MATERIAL PROVIDED
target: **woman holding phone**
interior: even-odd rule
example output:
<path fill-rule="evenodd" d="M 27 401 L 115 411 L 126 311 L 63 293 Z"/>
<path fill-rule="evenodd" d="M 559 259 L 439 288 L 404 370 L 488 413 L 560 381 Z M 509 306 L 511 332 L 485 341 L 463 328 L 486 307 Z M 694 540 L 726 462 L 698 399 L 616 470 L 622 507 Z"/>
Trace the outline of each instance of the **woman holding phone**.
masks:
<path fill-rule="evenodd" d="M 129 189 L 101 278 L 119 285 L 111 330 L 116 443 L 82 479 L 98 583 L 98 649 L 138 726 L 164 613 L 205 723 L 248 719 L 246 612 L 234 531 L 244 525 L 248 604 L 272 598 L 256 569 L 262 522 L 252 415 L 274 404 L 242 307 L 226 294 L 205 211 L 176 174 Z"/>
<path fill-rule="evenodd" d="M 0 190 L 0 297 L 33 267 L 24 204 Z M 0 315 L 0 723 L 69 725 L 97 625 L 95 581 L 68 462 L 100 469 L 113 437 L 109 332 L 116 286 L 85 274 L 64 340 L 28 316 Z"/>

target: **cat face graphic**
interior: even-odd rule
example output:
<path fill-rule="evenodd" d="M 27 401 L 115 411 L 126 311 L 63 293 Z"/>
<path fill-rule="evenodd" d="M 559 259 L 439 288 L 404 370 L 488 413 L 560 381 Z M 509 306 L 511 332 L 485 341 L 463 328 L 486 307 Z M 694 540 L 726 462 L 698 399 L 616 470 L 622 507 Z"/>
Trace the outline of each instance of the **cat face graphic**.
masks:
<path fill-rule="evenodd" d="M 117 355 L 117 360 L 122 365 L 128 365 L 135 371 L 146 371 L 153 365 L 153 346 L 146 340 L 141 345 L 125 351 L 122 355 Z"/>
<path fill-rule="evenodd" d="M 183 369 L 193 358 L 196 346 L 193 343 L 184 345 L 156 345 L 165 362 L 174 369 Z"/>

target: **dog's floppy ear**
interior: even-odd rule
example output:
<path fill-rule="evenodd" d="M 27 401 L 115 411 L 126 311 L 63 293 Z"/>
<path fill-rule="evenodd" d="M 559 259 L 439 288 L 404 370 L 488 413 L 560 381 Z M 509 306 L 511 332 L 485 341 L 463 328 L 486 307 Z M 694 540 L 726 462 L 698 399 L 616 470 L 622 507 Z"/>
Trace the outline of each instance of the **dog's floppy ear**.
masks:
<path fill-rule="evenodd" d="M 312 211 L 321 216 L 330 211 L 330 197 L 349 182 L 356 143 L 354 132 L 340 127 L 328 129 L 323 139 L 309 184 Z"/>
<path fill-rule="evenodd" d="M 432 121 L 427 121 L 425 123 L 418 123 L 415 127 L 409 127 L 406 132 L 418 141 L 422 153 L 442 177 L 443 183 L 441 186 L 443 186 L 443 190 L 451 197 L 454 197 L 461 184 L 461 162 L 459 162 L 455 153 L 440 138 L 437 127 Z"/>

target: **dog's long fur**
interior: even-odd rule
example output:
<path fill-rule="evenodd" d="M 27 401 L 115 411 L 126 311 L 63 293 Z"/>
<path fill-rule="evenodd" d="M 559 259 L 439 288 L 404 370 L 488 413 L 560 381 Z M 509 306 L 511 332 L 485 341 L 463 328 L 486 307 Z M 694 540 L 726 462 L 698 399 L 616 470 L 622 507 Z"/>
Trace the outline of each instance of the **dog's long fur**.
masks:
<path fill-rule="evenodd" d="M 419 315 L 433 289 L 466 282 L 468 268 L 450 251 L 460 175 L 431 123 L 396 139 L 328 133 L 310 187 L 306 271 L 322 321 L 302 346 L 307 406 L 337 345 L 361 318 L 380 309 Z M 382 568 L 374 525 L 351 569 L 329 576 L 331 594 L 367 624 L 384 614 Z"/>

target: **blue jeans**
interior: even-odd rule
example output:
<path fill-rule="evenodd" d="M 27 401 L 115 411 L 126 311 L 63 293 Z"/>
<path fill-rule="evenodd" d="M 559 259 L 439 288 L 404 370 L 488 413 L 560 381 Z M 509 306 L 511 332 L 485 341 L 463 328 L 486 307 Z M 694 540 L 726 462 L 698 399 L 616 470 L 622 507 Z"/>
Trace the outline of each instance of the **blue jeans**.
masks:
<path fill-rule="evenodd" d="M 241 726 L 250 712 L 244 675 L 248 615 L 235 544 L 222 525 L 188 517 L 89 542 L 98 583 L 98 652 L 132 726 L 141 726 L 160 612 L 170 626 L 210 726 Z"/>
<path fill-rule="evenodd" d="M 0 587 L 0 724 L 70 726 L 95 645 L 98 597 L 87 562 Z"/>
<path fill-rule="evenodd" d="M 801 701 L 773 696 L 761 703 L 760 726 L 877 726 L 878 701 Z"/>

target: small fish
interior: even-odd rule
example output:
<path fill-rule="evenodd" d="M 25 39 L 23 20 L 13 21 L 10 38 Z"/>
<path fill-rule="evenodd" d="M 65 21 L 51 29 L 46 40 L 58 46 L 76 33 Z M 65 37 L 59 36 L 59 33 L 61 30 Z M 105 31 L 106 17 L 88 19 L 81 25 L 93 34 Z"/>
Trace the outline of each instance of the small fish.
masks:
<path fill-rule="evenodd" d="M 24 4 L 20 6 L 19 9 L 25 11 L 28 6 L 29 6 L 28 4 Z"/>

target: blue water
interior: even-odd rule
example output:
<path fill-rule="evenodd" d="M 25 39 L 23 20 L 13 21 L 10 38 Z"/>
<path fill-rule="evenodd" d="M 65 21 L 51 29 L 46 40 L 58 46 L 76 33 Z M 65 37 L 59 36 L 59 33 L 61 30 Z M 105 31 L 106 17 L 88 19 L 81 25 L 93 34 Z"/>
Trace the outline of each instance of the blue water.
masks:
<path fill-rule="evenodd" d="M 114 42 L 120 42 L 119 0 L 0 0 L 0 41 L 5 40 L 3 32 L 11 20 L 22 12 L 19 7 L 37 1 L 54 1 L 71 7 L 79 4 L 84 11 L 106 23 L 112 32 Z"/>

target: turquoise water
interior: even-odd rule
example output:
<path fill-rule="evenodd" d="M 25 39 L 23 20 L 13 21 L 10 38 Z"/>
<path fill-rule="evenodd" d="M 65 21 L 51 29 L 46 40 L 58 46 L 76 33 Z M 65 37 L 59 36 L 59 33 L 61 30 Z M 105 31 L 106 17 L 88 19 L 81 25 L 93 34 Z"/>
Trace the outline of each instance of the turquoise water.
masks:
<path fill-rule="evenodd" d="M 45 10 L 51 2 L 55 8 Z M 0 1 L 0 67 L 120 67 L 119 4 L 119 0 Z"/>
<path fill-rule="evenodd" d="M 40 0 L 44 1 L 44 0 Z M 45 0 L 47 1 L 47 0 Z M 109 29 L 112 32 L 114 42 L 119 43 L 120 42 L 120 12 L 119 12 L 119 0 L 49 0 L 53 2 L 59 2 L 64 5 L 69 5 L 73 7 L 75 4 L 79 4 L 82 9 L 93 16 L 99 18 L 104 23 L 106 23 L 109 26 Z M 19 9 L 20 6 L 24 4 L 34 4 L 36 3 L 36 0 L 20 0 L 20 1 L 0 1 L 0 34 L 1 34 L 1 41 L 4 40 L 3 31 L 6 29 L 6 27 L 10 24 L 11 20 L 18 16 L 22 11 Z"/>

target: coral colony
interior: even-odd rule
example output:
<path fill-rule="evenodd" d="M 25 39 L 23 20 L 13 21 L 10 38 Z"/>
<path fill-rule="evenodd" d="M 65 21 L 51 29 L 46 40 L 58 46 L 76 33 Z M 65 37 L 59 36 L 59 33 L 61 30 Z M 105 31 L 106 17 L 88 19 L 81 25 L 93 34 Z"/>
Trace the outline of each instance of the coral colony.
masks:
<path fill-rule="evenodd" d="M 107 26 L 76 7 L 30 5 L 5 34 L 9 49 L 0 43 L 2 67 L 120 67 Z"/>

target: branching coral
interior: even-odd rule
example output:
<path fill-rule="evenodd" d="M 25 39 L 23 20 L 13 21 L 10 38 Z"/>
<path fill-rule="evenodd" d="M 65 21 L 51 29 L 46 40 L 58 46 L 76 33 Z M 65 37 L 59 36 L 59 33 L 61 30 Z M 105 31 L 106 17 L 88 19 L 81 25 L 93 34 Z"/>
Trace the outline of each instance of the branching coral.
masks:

TASK
Copy exactly, and only, the lines from the one containing "target: branching coral" through the last line of the listing.

ANSWER TO THE EXERCISE
target: branching coral
interior: even-odd rule
example output:
<path fill-rule="evenodd" d="M 25 39 L 23 20 L 13 21 L 10 38 Z"/>
<path fill-rule="evenodd" d="M 65 21 L 51 29 L 46 40 L 58 46 L 76 33 Z M 65 37 L 59 36 L 59 33 L 61 30 Z M 105 31 L 106 17 L 88 19 L 81 25 L 93 34 Z"/>
Trace the outline of each instance of the branching coral.
masks:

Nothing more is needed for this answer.